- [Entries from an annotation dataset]
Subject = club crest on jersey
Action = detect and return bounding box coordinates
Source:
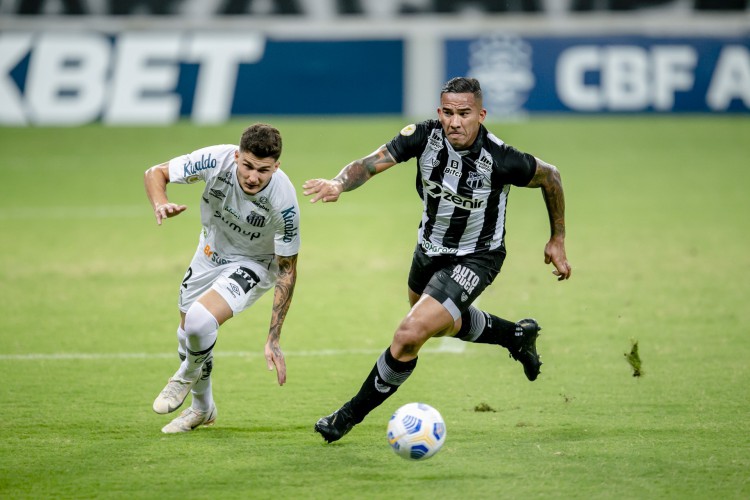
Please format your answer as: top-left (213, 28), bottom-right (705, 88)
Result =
top-left (474, 151), bottom-right (492, 175)
top-left (246, 210), bottom-right (266, 227)
top-left (401, 123), bottom-right (417, 137)
top-left (216, 172), bottom-right (234, 187)
top-left (427, 128), bottom-right (443, 151)
top-left (466, 172), bottom-right (487, 189)
top-left (445, 160), bottom-right (461, 179)
top-left (250, 196), bottom-right (271, 212)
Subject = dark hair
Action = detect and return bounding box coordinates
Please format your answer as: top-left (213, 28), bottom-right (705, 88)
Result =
top-left (240, 123), bottom-right (281, 160)
top-left (440, 76), bottom-right (482, 102)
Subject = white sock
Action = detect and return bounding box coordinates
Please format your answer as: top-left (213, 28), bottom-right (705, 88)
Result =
top-left (190, 353), bottom-right (214, 411)
top-left (177, 327), bottom-right (214, 411)
top-left (175, 302), bottom-right (219, 381)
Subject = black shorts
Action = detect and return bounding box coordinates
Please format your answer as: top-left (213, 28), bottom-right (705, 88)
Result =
top-left (409, 244), bottom-right (505, 319)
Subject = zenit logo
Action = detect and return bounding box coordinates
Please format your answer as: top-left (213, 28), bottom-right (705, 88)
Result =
top-left (422, 179), bottom-right (484, 210)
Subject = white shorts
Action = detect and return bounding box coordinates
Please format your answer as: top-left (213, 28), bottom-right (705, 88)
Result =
top-left (178, 249), bottom-right (278, 316)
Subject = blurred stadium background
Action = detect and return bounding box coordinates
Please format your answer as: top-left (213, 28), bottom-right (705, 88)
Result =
top-left (0, 0), bottom-right (750, 126)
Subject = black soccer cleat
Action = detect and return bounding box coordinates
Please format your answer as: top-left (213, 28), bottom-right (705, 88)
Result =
top-left (315, 403), bottom-right (355, 443)
top-left (508, 318), bottom-right (542, 382)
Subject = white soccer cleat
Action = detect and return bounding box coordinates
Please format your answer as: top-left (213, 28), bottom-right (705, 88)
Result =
top-left (154, 377), bottom-right (196, 415)
top-left (161, 405), bottom-right (219, 434)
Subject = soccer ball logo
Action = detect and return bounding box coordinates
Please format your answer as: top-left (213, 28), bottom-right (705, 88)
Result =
top-left (388, 403), bottom-right (446, 460)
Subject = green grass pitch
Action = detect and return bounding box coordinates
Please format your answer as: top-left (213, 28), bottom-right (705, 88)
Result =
top-left (0, 116), bottom-right (750, 499)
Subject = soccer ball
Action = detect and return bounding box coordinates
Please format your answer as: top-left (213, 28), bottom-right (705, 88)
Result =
top-left (388, 403), bottom-right (446, 460)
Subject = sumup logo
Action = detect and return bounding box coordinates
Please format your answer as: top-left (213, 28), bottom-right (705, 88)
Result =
top-left (468, 35), bottom-right (536, 116)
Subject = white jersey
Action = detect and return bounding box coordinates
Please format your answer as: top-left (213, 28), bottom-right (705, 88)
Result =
top-left (169, 144), bottom-right (300, 266)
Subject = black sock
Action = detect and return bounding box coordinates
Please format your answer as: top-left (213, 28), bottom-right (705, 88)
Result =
top-left (349, 347), bottom-right (417, 423)
top-left (456, 306), bottom-right (516, 347)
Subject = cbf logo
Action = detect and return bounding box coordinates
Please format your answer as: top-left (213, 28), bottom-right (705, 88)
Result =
top-left (246, 210), bottom-right (266, 227)
top-left (451, 264), bottom-right (479, 296)
top-left (467, 35), bottom-right (536, 116)
top-left (466, 172), bottom-right (485, 190)
top-left (427, 128), bottom-right (443, 151)
top-left (474, 150), bottom-right (492, 175)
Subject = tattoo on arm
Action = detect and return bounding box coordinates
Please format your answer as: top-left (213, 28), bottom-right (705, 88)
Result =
top-left (333, 146), bottom-right (396, 191)
top-left (526, 158), bottom-right (565, 238)
top-left (268, 255), bottom-right (297, 344)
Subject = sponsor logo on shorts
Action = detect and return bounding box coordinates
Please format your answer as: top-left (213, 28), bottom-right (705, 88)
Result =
top-left (203, 245), bottom-right (231, 266)
top-left (422, 240), bottom-right (458, 254)
top-left (451, 264), bottom-right (479, 296)
top-left (214, 210), bottom-right (261, 236)
top-left (229, 267), bottom-right (260, 293)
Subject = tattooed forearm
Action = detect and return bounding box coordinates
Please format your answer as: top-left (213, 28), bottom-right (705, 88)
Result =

- [Exercise] Please edit the data above so that every "detect" becomes "locate", with all other text unchanged and the pictures left out.

- [Result for this task]
Subject = club crest on jersey
Action = locate and return bounding box coordinates
Source:
Please format your answer as: top-left (213, 28), bottom-right (705, 88)
Result =
top-left (474, 151), bottom-right (492, 175)
top-left (246, 210), bottom-right (266, 227)
top-left (401, 123), bottom-right (417, 137)
top-left (216, 172), bottom-right (234, 187)
top-left (427, 128), bottom-right (443, 151)
top-left (466, 172), bottom-right (487, 189)
top-left (445, 160), bottom-right (461, 179)
top-left (250, 196), bottom-right (271, 212)
Subject = dark hair
Action = locate and return bounding box coordinates
Please format your answer as: top-left (213, 28), bottom-right (705, 88)
Result =
top-left (240, 123), bottom-right (281, 160)
top-left (440, 76), bottom-right (482, 102)
Subject = white sock
Action = locate and return bounding box coordinates
Please format your answer as: top-left (213, 28), bottom-right (705, 88)
Result =
top-left (190, 353), bottom-right (214, 411)
top-left (177, 327), bottom-right (214, 411)
top-left (175, 302), bottom-right (219, 381)
Subject = black shorts
Action = locate and return bounding box coordinates
Please format your answer as: top-left (213, 28), bottom-right (705, 88)
Result =
top-left (409, 244), bottom-right (505, 319)
Subject = zenit logo
Action = locate and return bounding box coordinates
Please format your answer as: top-left (213, 28), bottom-right (705, 88)
Result =
top-left (422, 179), bottom-right (484, 210)
Subject = white shorts
Action = locate and return bounding box coordinates
Please format your answer as: top-left (213, 28), bottom-right (705, 88)
Result =
top-left (178, 249), bottom-right (278, 316)
Subject = blurred stadium background
Action = locate and return bounding box coordinates
Please format your answer as: top-left (213, 28), bottom-right (705, 88)
Result =
top-left (0, 0), bottom-right (750, 126)
Subject = black soccer cleat
Action = locate and return bounding box coordinates
Please format your answer as: top-left (213, 28), bottom-right (705, 88)
Result =
top-left (315, 403), bottom-right (355, 443)
top-left (508, 318), bottom-right (542, 382)
Subject = white soccer cleat
Action = locate and return bounding box coordinates
Please format your answer as: top-left (213, 28), bottom-right (705, 88)
Result =
top-left (154, 377), bottom-right (196, 415)
top-left (161, 405), bottom-right (219, 434)
Subject = soccer ball logo
Action = locate and return bounding box coordinates
Please format your answer as: top-left (213, 28), bottom-right (705, 88)
Result =
top-left (388, 403), bottom-right (446, 460)
Subject = green grass pitch
Action = locate and return bounding box coordinates
Please format your answer as: top-left (213, 28), bottom-right (705, 88)
Result =
top-left (0, 116), bottom-right (750, 499)
Subject = soccer ball
Action = locate and return bounding box coordinates
Please format your answer as: top-left (213, 28), bottom-right (705, 88)
Result =
top-left (388, 403), bottom-right (446, 460)
Subject = sumup logo
Action = locate and return bounding box coordinates
Please format your answer as: top-left (213, 28), bottom-right (705, 88)
Result =
top-left (468, 35), bottom-right (536, 116)
Subject = white jersey
Action = locate and return bounding box coordinates
Please format your answer as: top-left (213, 28), bottom-right (705, 88)
Result =
top-left (169, 144), bottom-right (300, 266)
Subject = black sock
Action = locate and return bounding box coordinates
Please format your answer as: top-left (213, 28), bottom-right (705, 88)
Result =
top-left (349, 347), bottom-right (417, 423)
top-left (456, 306), bottom-right (516, 347)
Subject = cbf logo
Action = locate and return bounding box coordinates
Please format your answer as: top-left (213, 28), bottom-right (705, 88)
Result =
top-left (246, 210), bottom-right (266, 227)
top-left (451, 264), bottom-right (479, 296)
top-left (467, 35), bottom-right (536, 116)
top-left (466, 172), bottom-right (485, 190)
top-left (427, 128), bottom-right (443, 151)
top-left (474, 150), bottom-right (492, 175)
Subject = tattoo on arm
Action = locate and return bounding box coordinates
Please format your answer as: top-left (213, 28), bottom-right (705, 88)
Result =
top-left (333, 146), bottom-right (396, 191)
top-left (526, 158), bottom-right (565, 238)
top-left (268, 255), bottom-right (297, 344)
Subject = sponsor logo on shorts
Action = locate and return bounding box coordinates
Please format your answer as: top-left (213, 28), bottom-right (705, 88)
Result =
top-left (203, 245), bottom-right (231, 266)
top-left (422, 240), bottom-right (458, 254)
top-left (451, 264), bottom-right (479, 296)
top-left (214, 210), bottom-right (261, 236)
top-left (229, 267), bottom-right (260, 293)
Subject = tattooed forearm
Action = locate and return bounding box coordinates
Please format your answer as: top-left (213, 28), bottom-right (705, 88)
Result =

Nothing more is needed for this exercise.